--- Aim of the exercise ---
When you copy the data, keep every word exactly as it is and leave the pictures out.

[Collection entries]
----
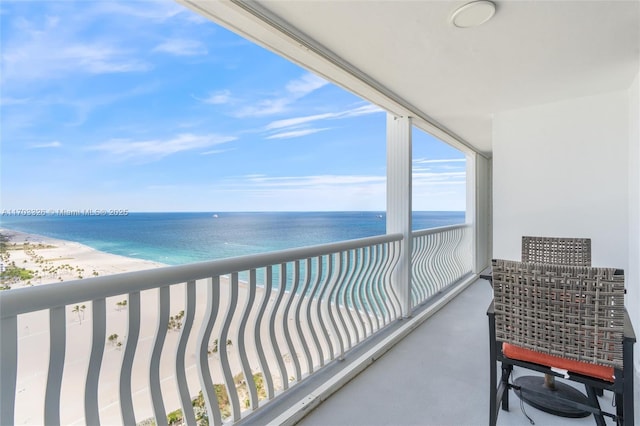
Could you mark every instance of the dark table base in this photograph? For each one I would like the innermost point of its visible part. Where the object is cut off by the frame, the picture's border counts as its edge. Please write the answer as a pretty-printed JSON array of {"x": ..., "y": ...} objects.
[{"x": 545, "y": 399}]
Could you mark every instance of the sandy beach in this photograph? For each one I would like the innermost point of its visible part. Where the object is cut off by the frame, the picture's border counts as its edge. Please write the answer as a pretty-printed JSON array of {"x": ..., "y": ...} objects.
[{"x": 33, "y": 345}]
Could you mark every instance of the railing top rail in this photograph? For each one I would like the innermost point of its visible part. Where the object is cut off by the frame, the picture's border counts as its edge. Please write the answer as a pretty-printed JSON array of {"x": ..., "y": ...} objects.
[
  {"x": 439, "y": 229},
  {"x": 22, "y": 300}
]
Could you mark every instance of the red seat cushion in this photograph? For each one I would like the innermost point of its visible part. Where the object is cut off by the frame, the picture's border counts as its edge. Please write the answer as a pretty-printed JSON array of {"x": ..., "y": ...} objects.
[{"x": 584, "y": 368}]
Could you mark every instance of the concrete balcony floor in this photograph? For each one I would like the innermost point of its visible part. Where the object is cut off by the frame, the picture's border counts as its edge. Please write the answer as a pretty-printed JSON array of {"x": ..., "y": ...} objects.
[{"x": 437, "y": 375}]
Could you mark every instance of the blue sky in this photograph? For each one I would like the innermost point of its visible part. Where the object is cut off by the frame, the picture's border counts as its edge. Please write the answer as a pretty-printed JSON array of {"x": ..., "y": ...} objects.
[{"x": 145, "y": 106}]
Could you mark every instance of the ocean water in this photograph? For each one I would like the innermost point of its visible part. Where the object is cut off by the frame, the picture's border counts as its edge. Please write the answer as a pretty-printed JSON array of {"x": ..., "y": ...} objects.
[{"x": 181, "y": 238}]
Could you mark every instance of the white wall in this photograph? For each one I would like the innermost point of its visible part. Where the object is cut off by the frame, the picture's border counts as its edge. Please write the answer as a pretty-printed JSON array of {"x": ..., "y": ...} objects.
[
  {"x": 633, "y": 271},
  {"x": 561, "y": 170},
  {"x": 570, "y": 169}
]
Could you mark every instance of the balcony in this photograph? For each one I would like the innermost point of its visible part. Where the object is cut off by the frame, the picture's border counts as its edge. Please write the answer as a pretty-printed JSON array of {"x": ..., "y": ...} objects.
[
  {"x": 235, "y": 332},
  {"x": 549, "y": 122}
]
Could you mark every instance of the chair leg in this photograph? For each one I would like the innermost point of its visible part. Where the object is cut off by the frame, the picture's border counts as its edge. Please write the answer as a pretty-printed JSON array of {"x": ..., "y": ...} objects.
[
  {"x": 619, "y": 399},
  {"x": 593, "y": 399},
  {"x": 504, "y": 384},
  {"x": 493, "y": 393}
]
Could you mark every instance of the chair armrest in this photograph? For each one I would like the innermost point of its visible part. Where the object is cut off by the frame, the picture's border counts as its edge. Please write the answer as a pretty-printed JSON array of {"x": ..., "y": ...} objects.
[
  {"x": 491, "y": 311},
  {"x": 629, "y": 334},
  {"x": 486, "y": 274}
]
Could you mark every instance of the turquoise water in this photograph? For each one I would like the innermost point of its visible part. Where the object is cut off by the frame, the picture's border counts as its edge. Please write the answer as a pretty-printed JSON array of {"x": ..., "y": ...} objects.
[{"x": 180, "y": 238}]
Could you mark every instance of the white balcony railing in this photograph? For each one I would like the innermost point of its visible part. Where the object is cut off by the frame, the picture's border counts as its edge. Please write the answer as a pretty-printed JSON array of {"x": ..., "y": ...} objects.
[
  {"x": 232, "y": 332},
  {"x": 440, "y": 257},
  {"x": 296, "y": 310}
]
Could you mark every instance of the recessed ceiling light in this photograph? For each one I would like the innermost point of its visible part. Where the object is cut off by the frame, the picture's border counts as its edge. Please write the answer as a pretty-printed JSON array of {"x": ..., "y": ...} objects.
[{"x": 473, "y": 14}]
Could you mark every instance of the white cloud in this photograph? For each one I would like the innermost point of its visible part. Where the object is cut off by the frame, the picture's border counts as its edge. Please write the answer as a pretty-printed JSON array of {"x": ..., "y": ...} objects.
----
--- Response to the exercise ---
Could you mark every instance of the dark table base in this photograph? For each one I would like the innermost point of its visible part. Where the object is cut off by the frame, the picture's border counts as its edge. Please write the answer as a pretty-printed JSON array of {"x": ..., "y": ...} objects.
[{"x": 545, "y": 399}]
Could you mark every instance of the sandy beach in this photograph? For each one I would like the innermost point of its visible part. Where the object is cut off by the frame, the picture's border counts as its edge. Please write the answer as a pretty-printed JSON array of {"x": ..., "y": ...} objects.
[{"x": 33, "y": 345}]
Could you mark every instance of the railing top rail in this photograph? For each one I would like the innermost point of its visible part. Where the object is cut off by the frame, the picture's border counts as its edge. Please write the answer as a pretty-printed JSON array of {"x": ..., "y": ...} objects.
[
  {"x": 439, "y": 229},
  {"x": 22, "y": 300}
]
Could you mark every instance of the red seat cushion in this photograph? For each one I would like the innermost point of its visible part. Where the object is cut off by the frame, the picture's border counts as its edge. Please write the answer as a pretty-printed JSON array of {"x": ..., "y": ...} objects.
[{"x": 584, "y": 368}]
Could you mark every instance of the concrete balcony floor in this photograph? For each one I would like the innermost point of its visible part. Where the object is cut off by the frame, the picture's border counts as its edge. Please write the answer as a pretty-printed JSON array of {"x": ..., "y": ...} objects.
[{"x": 437, "y": 375}]
Could you mark every instance of the blue sky in this photograph? For each one I would like the innermost point of its visible part. Where the object is cut off by the frame, the picture's border counts as its edge. Please write the answer as a pretty-printed JSON array of {"x": ..., "y": ...} objects.
[{"x": 145, "y": 106}]
Could you mark every instance of the ocean water in this photograph? For each one I would like the innermost point of its visible part. Where the object is cut off by the frame, the picture's border counts as its edge. Please write the answer as a pretty-printed JSON array of {"x": ..., "y": ...} objects.
[{"x": 181, "y": 238}]
Could you mark every instance of the white wall in this photograph? For each one I would like the innermost point of its visible part. Where the object is cut off by the frame, the picture's border counts as its edge. Please write the answer as a pretty-printed JSON array of {"x": ..., "y": ...} objects.
[
  {"x": 633, "y": 271},
  {"x": 561, "y": 170},
  {"x": 570, "y": 169}
]
Could you mark every instance of the balcony in this photograph? For each one I would like the innermost point of its visible part. Where the object is cut off by the frame, the picture's border counts as its edge. Please write the answer as a pretty-printed JSON array of {"x": ..., "y": ...} objects.
[
  {"x": 235, "y": 332},
  {"x": 549, "y": 122}
]
Could you mark every instance of the chair leg in this photograph? For each one I would like the innermost point of its visible part. Where the object is cut off by the frame, the picture's border counts as its edge. Please write the answer as a pretty-printed JSON array of {"x": ..., "y": ...} objects.
[
  {"x": 619, "y": 399},
  {"x": 593, "y": 399},
  {"x": 504, "y": 384},
  {"x": 493, "y": 393}
]
Could you mark every instance of the chair armrest in this photograph? For each one I would like the innermost point of its visible part. Where the object is cut off by the frame, the picture's border counts as its edge. Please write the answer as a pretty-printed JSON array of {"x": ..., "y": ...} objects.
[
  {"x": 491, "y": 311},
  {"x": 629, "y": 334},
  {"x": 486, "y": 274}
]
Could you mark every instance of the turquoise water in this photograph? For each one I would like the innermost point of its visible part. Where the object is cut off by the frame, the picture's border counts as its edge. Please write the answer as a pretty-printed JSON array of {"x": ..., "y": ...} objects.
[{"x": 180, "y": 238}]
Could you mark every instance of the white balcony railing in this photograph? For each one I would like the innermost point of its visible part. Where the object is cut off by the frame, the picture's border counts as its edge. Please write the answer as a pretty-printed JSON array of {"x": ..., "y": ...} objects.
[
  {"x": 232, "y": 332},
  {"x": 440, "y": 257},
  {"x": 296, "y": 310}
]
Could you mark every instance of the recessed ceiling light in this photograph? For each one I would like the innermost point of its visible part. Where the object is cut off by the frame, the picture's border counts as its edge. Please write the answer as a pretty-printed JSON array of {"x": ..., "y": ...} objects.
[{"x": 473, "y": 14}]
Could you mark every instance of the white cloud in this photograph? For each one I would like the innermost point of its visible part. Where the object is cut off by the frame, the picture's border counts as its edge. Please write the answer as a pretty-printed JSON array of {"x": ..., "y": ...} objects.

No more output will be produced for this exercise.